* Start *

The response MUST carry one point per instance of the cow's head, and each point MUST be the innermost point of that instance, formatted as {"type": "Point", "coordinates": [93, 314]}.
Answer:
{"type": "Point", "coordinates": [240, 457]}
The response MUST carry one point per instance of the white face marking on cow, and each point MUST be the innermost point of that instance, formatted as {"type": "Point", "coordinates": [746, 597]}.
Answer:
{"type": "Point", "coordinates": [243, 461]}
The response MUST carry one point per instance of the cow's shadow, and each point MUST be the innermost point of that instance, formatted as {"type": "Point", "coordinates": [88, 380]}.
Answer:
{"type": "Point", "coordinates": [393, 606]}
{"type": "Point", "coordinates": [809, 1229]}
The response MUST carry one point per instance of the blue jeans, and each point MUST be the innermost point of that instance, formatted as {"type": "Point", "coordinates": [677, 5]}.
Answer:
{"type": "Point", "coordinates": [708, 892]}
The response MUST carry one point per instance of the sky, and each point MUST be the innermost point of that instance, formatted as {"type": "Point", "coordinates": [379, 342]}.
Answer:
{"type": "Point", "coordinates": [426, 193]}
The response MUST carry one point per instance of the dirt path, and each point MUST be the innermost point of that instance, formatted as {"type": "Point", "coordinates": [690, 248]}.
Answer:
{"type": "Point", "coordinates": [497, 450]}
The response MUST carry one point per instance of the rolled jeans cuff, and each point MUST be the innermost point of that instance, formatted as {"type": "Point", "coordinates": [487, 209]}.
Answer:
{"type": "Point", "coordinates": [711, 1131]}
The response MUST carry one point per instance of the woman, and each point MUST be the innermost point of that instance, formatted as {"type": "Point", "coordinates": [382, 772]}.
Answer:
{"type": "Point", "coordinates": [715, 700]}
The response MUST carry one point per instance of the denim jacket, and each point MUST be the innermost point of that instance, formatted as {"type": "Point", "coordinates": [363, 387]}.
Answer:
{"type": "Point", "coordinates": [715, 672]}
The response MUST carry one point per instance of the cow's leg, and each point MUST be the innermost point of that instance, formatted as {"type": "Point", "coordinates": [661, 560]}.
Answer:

* End *

- [GOAL]
Rewrite every line of the records above, switching each "innermost" to "most central" and leaving everything else unchanged.

- [SOLVED PROBLEM]
The response MUST carry one point per instance of the cow's head, and each point MUST be the most central point of that instance, formatted as {"type": "Point", "coordinates": [93, 314]}.
Answer:
{"type": "Point", "coordinates": [240, 457]}
The response MUST carry one point per instance of the white face marking on cow, and each point MUST be the most central point of that instance, formatted as {"type": "Point", "coordinates": [746, 597]}.
Answer:
{"type": "Point", "coordinates": [243, 461]}
The response MUST carry one point per instance of the cow's shadow, and each point MUST be the most central point of that instance, formatted as {"type": "Point", "coordinates": [88, 380]}.
Answer:
{"type": "Point", "coordinates": [393, 606]}
{"type": "Point", "coordinates": [809, 1229]}
The response MUST carry one point per instance of the blue jeans, and each point MUST be the most central point of that instance, formatted as {"type": "Point", "coordinates": [677, 5]}.
Answer:
{"type": "Point", "coordinates": [708, 892]}
The response MUST carry one point per instance of the sky, and each point MUST be the most central point of that instance, formatted as {"type": "Point", "coordinates": [379, 342]}.
Answer:
{"type": "Point", "coordinates": [426, 193]}
The response MUST carry one point per instance of the dirt path, and each point MUST be the most central point of that instance, formatted as {"type": "Point", "coordinates": [690, 248]}.
Answer:
{"type": "Point", "coordinates": [497, 450]}
The response MUST carry one point per instance of the rolled jeans cuff, and each point MUST be the most central point of that instance, formatted as {"type": "Point", "coordinates": [487, 209]}.
Answer:
{"type": "Point", "coordinates": [711, 1131]}
The response MUST carry one point per instance of the woman, and each point MUST be the most central point of that instance, formatted as {"type": "Point", "coordinates": [382, 772]}.
Answer:
{"type": "Point", "coordinates": [715, 700]}
The response MUST carry one point per instance of the denim jacket, and each point MUST be the most central point of that instance, formatted as {"type": "Point", "coordinates": [363, 387]}.
Answer:
{"type": "Point", "coordinates": [715, 672]}
The response MUST carry one point per instance of the cow's leg, and each point MUST be the most central point of that instance, formatted as {"type": "Point", "coordinates": [661, 560]}.
Answer:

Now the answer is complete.